- What you have to do -
Change every "keypoint" in the listing below to "marker", and leave everything else in the listing as it is.

++++ Dataset extract ++++

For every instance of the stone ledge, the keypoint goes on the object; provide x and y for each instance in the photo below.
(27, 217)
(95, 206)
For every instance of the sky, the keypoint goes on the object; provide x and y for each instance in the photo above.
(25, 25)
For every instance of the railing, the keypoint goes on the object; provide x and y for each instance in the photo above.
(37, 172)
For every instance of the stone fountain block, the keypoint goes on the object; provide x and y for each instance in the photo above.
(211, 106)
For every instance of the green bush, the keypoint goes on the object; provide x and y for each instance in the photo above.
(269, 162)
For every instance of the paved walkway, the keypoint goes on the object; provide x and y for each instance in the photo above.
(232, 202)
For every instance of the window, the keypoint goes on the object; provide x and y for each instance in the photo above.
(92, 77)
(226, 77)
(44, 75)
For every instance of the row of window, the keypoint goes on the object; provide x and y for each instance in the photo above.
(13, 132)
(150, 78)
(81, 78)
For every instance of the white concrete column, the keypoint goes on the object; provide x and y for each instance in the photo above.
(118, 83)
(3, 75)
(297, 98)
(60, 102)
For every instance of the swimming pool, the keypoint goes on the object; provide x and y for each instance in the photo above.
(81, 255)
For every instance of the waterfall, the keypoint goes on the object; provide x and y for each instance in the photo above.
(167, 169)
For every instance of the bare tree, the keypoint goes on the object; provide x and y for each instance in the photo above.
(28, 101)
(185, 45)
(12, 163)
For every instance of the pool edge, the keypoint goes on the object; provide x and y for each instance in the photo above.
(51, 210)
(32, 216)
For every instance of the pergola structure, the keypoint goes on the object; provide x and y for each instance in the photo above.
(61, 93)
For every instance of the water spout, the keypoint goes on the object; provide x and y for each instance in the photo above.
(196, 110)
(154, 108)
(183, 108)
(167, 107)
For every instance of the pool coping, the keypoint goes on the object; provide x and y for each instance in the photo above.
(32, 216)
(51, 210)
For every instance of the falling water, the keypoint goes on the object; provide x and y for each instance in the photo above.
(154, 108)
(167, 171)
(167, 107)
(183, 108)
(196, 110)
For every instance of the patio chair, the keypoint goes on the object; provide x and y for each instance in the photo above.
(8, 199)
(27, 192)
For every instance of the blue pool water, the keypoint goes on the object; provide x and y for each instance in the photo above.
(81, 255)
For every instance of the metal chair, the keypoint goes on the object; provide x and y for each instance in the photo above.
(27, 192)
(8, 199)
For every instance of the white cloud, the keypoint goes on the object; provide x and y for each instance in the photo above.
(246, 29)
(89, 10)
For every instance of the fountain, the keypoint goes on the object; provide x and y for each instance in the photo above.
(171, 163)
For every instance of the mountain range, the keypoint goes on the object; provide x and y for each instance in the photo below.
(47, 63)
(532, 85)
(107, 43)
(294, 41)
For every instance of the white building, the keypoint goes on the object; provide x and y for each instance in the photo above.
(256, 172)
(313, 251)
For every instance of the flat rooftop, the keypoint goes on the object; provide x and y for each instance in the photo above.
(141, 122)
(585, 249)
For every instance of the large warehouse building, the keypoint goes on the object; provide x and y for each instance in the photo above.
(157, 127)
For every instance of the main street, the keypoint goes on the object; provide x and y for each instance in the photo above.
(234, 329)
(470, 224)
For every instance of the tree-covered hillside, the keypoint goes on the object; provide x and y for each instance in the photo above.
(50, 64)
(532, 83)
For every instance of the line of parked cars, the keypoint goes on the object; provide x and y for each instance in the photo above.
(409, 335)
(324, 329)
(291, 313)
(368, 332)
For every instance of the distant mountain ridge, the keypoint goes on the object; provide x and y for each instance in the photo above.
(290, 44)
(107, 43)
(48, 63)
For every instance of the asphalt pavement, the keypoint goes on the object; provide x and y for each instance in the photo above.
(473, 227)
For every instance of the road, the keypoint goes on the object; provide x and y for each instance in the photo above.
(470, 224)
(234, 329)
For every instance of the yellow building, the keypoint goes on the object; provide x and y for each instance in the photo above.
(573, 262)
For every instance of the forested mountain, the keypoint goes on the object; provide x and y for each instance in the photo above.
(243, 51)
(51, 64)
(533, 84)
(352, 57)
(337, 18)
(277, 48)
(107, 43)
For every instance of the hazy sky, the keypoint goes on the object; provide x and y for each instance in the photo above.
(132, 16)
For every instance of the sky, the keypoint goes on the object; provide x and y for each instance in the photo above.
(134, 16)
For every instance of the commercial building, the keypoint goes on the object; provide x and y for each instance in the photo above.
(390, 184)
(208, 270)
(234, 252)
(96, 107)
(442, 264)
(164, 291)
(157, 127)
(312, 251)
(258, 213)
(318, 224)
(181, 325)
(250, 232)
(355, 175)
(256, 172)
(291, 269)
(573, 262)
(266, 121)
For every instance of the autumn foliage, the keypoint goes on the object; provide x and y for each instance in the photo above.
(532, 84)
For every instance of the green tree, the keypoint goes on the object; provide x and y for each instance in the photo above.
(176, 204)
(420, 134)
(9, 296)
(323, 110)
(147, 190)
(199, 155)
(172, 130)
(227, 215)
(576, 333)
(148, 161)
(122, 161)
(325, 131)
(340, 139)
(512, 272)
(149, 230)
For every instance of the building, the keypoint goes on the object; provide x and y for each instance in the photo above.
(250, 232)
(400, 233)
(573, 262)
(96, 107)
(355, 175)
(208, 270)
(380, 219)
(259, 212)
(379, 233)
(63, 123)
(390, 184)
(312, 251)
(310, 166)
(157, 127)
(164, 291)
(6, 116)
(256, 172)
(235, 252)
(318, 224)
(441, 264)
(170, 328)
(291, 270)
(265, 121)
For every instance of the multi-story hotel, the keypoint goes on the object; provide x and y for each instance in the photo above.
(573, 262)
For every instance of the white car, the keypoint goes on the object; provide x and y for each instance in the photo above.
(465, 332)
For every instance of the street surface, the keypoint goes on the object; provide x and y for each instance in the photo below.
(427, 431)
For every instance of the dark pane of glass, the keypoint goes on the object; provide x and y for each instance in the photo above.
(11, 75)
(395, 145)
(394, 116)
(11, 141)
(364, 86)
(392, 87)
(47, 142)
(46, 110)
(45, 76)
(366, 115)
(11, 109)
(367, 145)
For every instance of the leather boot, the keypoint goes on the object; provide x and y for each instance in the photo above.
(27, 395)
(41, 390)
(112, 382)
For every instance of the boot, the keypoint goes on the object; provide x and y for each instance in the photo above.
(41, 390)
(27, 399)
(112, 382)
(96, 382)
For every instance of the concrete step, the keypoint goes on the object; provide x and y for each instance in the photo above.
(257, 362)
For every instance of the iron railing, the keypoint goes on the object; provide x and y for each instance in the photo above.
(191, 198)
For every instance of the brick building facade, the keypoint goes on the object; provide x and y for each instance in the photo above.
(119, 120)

++++

- Result for this task -
For every instance of the stone ledge, the marker goes on the object; provide x and y for each instance in the photo below.
(27, 217)
(95, 206)
For every instance of the sky, the marker goes on the object; provide x and y for each instance in the photo above.
(25, 25)
For every instance of the railing, the marker goes on the object; provide x and y for each instance in the photo above.
(37, 172)
For every instance of the stone fountain block, the marker goes on the object; provide x and y for each instance in the photo above.
(211, 106)
For every instance of the green bush, the marker goes on the object; provide x and y for each instance in the photo above.
(269, 162)
For every instance of the paved walkway, the marker goes on the object; provide x and y for each instance in the photo above.
(232, 202)
For every instance of the window, the marker goes on the object; provide x and y for each instance in the photo above.
(92, 77)
(226, 77)
(44, 75)
For every instance of the row of window, the marker goes on the object; provide x and y for each instance in the photo above.
(13, 132)
(150, 78)
(81, 78)
For every instance of the white concrete column, the marker goes on the object; provide x and y for each instance in the photo above.
(118, 83)
(3, 75)
(297, 98)
(60, 102)
For every instance of the swimming pool, the marker goes on the object; provide x and y for each instance in the photo above.
(81, 255)
For every instance of the waterfall, the marker goes on the object; provide x and y for each instance in the photo above.
(167, 169)
For every instance of the bare tree, the marker goes on the object; provide x and y for each instance in the photo above.
(28, 101)
(185, 45)
(12, 163)
For every instance of the pool edge, the marker goes on the object; provide x and y for each instance in the photo above.
(51, 210)
(32, 216)
For every instance of the pergola structure, the marker goes on the object; provide x and y for each instance in the photo above.
(61, 93)
For every instance of the water spout, the marker goes on the object; provide x and y for each instance in the photo above.
(196, 110)
(154, 108)
(183, 108)
(167, 107)
For every instance of the pool coping, the marker goes on the object; provide x and y for each instance in the photo above.
(32, 216)
(51, 210)
For every instance of the falling water, the marker goes on the object; provide x and y for each instance in the photo above.
(154, 108)
(167, 171)
(167, 107)
(183, 108)
(196, 110)
For every instance of the patio chair, the marker goes on the object; provide x and y for each instance in the photo above.
(8, 199)
(27, 192)
For every instance of the blue pool water, the marker goes on the object; provide x and y for each instance in the photo above.
(81, 255)
For every instance of the metal chair, the marker goes on the object; provide x and y for each instance in the photo above.
(27, 192)
(8, 199)
For every instance of the white cloud, the marker goes on the object; provide x and y for each instance in the photo above.
(246, 29)
(89, 10)
For every instance of the fountain, the marker goes on the object; provide x and y for each instance in the photo above.
(171, 163)
For every instance of the mountain range, the marker goes on the object; provide x and y for each instance in the photo below.
(47, 63)
(532, 85)
(107, 43)
(294, 41)
For every instance of the white building, the marker goes on the object; provide x and y for each instance in the photo above.
(256, 172)
(313, 251)
For every instance of the flat rooftop, the marker goes on the object; provide x and y for each instance in the photo above.
(141, 122)
(585, 249)
For every instance of the large warehouse building, the marker goes on the object; provide x and y for each instance in the photo above.
(157, 127)
For every instance of the main street, the marker goes on the object; provide x and y for each instance in the photo above.
(234, 329)
(470, 224)
For every instance of the tree-covered hillside, the marker goes on the object; provide x and y for each instance in the photo above.
(50, 64)
(532, 83)
For every instance of the line of parked cars, the marker goes on the object; provide x and y for each instance in the photo above.
(409, 335)
(324, 329)
(291, 313)
(368, 332)
For every instance of the distant mountain ridge, the marker goes on the object; provide x and y for each instance in the photo above.
(290, 44)
(107, 43)
(48, 63)
For every instance of the asphalt pavement, the marker goes on the object; provide x and y for each instance in the photo above.
(473, 227)
For every instance of the road, the marker goes on the object; provide x and y for each instance in the photo above.
(470, 224)
(234, 329)
For every instance of the yellow building, the marker goes on the object; provide x and y for each instance in the photo above.
(573, 262)
For every instance of the forested mountain, the marker goes on the object; provide x and y for each instance in the photo above.
(243, 51)
(51, 64)
(533, 84)
(352, 57)
(337, 18)
(277, 48)
(107, 43)
For every instance of the hazy sky, the marker goes on the object; provide x and y for each instance in the photo above.
(132, 16)
For every instance of the sky, the marker goes on the object; provide x and y for each instance in the photo above.
(134, 16)
For every instance of the commercial building, the marker goes on the object; provide x and y for each instance in the photo above.
(390, 184)
(208, 270)
(234, 252)
(96, 107)
(442, 264)
(164, 291)
(157, 127)
(312, 251)
(258, 213)
(318, 224)
(181, 325)
(250, 232)
(355, 175)
(256, 172)
(291, 269)
(573, 262)
(266, 121)
For every instance of the autumn foliage, the marker goes on the object; provide x and y for each instance in the photo above.
(532, 84)
For every instance of the green tree, the marker goes on the object; provide x and y for each instance in the photo above.
(176, 204)
(420, 134)
(9, 296)
(323, 110)
(147, 190)
(199, 155)
(172, 130)
(227, 215)
(576, 333)
(148, 161)
(122, 161)
(325, 131)
(340, 139)
(512, 272)
(149, 230)
For every instance of the building, the marker goes on the object; provide x and y for each instance in the photo above.
(250, 232)
(400, 233)
(573, 262)
(96, 107)
(355, 175)
(208, 270)
(380, 219)
(259, 212)
(379, 233)
(63, 123)
(390, 184)
(312, 251)
(310, 166)
(157, 127)
(164, 291)
(6, 116)
(256, 172)
(235, 252)
(318, 224)
(441, 264)
(170, 328)
(291, 270)
(265, 121)
For every instance of the multi-story hotel, the marker goes on the object; provide x and y for each instance in the photo above.
(573, 262)
For every instance of the white car, the marker goes on the object; provide x and y for each instance in the photo above.
(465, 332)
For every instance of the street surface, the marker goes on the object; provide x and y for each instance in the photo below.
(427, 431)
For every instance of the dark pane of glass, the marker goes on the object; provide x and y for each instance in the photo above.
(11, 75)
(395, 145)
(394, 116)
(11, 141)
(364, 86)
(392, 87)
(47, 142)
(46, 110)
(45, 76)
(366, 115)
(11, 109)
(367, 145)
For every instance of the leather boot, the marker goes on the object; provide x and y for each instance in the photo above.
(27, 395)
(41, 390)
(112, 382)
For every instance of the boot, the marker goes on the object; provide x and y for each instance in the photo above.
(41, 390)
(27, 399)
(112, 382)
(96, 382)
For every instance of the concrete step, the marker goes on the object; provide x and y for each instance in the photo above.
(257, 362)
For every instance of the iron railing, the marker goes on the object; provide x and y for each instance in the photo above.
(191, 198)
For every instance of the brick building facade, the marker goes on the object; provide x and y for each instance in the photo above.
(119, 120)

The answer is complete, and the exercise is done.